# Exercise directions
Pick up the news article below on national rankings for health goals, continuing it from its final sentence.

# Passage for review
........

WASHINGTON: The United States performs poorly in U.N. rankings on progress towards global health goals due to its high levels of violence, alcohol abuse and childhood obesity, a study has found.
The research, published in The Lancet medical journal on Wednesday, offers the first assessment of 188 countries’ rankings against the United Nations’ Sustainable Development Goals (SDGs), which aim to boost health by improving the environment, food and water and by easing poverty.
More than 60 percent of the nations assessed have already met targets on reducing maternal and child death rates, the study showed, but none have met nine other targets including the elimination of tuberculosis and HIV or reducing prevalence of childhood obesity and violence.
The United States ranked 28th, below many other wealthier nations, due to its relatively high rates of death caused by violence, HIV, alcohol abuse, childhood obesity and suicide.
The United States also lagged among high-income countries on maternal and child mortality, reflecting large differences in the accessibility and quality of healthcare.
Iceland topped the rankings, followed by Singapore and Sweden, thanks to good sanitation and healthcare provision and to progress on tackling “rich-world” health problems such as obesity, chronic diseases, violence and road traffic injuries.
The Central African Republic, Somalia and South Sudan had the lowest scores.

........

# Data listing
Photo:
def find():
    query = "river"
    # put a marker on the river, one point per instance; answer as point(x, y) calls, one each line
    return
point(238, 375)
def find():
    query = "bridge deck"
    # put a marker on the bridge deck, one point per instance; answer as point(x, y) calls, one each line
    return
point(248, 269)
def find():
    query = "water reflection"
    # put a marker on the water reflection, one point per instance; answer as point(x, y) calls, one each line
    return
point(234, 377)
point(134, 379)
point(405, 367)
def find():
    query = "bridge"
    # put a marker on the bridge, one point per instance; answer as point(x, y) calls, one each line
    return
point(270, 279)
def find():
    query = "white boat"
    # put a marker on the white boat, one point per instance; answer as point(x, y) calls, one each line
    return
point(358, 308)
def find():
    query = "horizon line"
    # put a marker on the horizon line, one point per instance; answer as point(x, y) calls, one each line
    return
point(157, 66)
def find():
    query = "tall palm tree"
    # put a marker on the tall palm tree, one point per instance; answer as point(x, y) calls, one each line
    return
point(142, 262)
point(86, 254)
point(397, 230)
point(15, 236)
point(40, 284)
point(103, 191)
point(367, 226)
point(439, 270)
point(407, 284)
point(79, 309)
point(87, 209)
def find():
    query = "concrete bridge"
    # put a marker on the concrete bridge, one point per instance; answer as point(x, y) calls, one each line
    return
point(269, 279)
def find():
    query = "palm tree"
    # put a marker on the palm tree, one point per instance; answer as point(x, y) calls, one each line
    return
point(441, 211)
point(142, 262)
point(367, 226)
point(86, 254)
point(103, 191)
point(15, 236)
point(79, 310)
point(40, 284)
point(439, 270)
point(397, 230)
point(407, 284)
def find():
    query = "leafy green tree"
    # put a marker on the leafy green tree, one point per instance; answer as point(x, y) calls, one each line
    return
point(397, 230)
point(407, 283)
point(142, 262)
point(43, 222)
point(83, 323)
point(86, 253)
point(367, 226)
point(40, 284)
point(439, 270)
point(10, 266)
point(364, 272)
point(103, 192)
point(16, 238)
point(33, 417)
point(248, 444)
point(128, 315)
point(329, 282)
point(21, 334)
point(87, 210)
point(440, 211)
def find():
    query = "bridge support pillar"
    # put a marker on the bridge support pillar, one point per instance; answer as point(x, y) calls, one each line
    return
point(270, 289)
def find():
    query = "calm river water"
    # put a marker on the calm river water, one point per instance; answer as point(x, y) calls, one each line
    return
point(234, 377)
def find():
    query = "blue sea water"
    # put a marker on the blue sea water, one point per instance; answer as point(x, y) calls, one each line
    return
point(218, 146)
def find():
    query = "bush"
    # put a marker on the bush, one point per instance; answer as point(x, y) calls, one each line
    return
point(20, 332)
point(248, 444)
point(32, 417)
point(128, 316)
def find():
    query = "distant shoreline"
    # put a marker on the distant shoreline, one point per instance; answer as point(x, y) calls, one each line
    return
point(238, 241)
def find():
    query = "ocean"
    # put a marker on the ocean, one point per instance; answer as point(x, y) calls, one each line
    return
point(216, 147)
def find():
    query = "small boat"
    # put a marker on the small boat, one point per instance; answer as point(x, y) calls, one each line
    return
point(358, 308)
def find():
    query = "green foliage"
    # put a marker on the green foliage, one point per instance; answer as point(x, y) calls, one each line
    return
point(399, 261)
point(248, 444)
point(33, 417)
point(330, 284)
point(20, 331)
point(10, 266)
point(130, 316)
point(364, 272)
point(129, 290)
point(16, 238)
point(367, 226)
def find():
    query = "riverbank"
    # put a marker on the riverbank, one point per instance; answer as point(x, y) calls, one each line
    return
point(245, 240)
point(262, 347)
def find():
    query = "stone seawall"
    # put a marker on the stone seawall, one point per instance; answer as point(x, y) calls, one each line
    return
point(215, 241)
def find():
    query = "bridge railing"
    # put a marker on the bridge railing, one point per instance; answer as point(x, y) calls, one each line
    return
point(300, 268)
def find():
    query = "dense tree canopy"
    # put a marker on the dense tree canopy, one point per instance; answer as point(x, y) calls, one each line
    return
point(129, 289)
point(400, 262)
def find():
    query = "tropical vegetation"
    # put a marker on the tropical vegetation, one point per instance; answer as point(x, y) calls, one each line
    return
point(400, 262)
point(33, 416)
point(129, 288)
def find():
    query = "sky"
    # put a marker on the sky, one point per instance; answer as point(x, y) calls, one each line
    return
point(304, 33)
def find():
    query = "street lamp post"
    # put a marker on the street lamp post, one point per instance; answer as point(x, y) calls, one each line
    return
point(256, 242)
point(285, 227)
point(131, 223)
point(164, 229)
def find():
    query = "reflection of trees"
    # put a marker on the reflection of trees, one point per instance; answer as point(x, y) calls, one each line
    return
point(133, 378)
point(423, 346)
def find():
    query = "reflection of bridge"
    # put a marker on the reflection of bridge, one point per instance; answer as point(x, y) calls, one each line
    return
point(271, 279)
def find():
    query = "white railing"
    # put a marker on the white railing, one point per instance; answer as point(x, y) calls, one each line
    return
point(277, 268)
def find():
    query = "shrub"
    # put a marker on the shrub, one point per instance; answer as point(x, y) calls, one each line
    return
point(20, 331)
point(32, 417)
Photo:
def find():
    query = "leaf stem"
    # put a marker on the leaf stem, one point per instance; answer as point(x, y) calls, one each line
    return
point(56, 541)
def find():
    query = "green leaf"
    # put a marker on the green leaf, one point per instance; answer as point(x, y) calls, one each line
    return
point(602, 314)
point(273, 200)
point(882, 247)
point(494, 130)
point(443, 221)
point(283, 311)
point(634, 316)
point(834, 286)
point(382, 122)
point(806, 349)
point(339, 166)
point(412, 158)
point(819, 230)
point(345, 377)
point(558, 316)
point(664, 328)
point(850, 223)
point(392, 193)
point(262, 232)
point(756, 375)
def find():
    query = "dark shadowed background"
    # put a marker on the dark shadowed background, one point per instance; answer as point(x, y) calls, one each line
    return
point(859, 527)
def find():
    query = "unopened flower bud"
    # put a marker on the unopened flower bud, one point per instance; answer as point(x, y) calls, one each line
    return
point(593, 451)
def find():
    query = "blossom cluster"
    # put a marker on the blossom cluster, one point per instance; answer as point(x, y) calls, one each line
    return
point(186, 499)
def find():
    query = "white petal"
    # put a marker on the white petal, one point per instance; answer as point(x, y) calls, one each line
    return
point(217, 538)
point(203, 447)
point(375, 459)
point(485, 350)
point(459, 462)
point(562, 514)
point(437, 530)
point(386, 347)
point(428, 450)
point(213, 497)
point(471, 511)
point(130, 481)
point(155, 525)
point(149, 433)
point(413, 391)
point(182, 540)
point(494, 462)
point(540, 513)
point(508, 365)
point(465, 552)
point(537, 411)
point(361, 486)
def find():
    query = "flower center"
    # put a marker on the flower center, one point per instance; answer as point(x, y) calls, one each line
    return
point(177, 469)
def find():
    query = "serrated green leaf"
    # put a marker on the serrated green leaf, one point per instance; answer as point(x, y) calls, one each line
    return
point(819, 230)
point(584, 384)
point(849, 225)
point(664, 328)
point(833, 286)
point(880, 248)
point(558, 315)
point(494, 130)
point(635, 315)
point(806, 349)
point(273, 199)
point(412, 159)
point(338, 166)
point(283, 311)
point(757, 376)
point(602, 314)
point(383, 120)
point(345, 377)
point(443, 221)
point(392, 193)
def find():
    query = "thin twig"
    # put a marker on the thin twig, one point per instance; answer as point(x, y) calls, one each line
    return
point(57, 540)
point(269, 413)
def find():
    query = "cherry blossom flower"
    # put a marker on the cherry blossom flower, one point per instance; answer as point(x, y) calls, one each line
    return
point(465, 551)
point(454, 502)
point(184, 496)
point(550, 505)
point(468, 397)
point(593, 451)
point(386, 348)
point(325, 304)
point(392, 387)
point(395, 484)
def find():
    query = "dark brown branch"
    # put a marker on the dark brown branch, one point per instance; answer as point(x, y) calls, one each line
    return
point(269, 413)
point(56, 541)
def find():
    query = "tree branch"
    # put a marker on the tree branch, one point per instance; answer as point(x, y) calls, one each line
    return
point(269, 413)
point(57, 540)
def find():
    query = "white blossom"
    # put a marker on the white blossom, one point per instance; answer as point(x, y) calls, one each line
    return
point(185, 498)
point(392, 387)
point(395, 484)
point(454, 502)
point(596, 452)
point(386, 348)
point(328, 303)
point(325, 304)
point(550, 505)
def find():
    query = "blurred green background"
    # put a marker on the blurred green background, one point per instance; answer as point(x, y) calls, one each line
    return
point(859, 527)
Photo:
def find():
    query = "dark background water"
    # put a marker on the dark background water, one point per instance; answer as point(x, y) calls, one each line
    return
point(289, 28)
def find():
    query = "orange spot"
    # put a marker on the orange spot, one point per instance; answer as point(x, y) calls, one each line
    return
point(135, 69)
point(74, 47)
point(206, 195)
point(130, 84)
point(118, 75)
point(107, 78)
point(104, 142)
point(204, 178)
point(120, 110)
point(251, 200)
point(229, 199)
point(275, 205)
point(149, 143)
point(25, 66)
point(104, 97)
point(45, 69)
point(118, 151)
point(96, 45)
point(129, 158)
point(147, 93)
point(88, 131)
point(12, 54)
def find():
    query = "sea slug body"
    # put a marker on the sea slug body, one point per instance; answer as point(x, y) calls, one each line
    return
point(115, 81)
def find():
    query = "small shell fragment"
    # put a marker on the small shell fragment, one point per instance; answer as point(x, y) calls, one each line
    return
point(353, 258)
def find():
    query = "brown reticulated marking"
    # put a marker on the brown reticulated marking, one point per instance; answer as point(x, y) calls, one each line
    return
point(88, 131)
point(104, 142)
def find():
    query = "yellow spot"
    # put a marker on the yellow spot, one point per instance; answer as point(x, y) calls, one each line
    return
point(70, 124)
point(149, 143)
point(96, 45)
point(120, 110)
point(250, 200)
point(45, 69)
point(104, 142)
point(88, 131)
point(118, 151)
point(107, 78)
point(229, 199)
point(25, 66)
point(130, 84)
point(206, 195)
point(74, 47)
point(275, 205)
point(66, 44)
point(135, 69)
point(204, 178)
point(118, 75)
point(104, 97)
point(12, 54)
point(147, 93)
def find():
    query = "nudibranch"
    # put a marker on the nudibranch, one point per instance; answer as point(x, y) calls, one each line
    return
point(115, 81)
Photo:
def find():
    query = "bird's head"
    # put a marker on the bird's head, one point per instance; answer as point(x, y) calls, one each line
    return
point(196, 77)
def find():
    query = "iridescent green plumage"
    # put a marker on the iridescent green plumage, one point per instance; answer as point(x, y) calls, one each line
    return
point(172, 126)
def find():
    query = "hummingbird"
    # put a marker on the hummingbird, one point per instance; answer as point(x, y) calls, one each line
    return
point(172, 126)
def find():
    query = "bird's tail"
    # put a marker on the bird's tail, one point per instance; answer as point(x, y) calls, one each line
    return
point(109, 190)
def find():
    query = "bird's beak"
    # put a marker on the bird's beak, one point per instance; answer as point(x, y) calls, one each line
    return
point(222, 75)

........

# Answer area
The SDGs are targets set by the United Nations to tackle a range of pressing problems including food and water security, poverty and climate change up to 2030. They follow the Millennium Development Goals, which expired at the end of 2015 and were also focused on reducing poverty and improving health.
The aim of the SDG assessment is accountability on progress towards the targets, to give policymakers, aid groups and health workers an overview of gaps and priorities in health care.
“(It is) a starting point for further investigation on how and why countries are under-performing or performing well,” said Stephen Lim, a professor of global health at the Institute for Health Metrics and Evaluation (IHME) at Washington University which led the assessment.
“This will be an annual effort to ensure progress is maintained and lessons from successes are learned and rapidly transferred to other countries,” he said.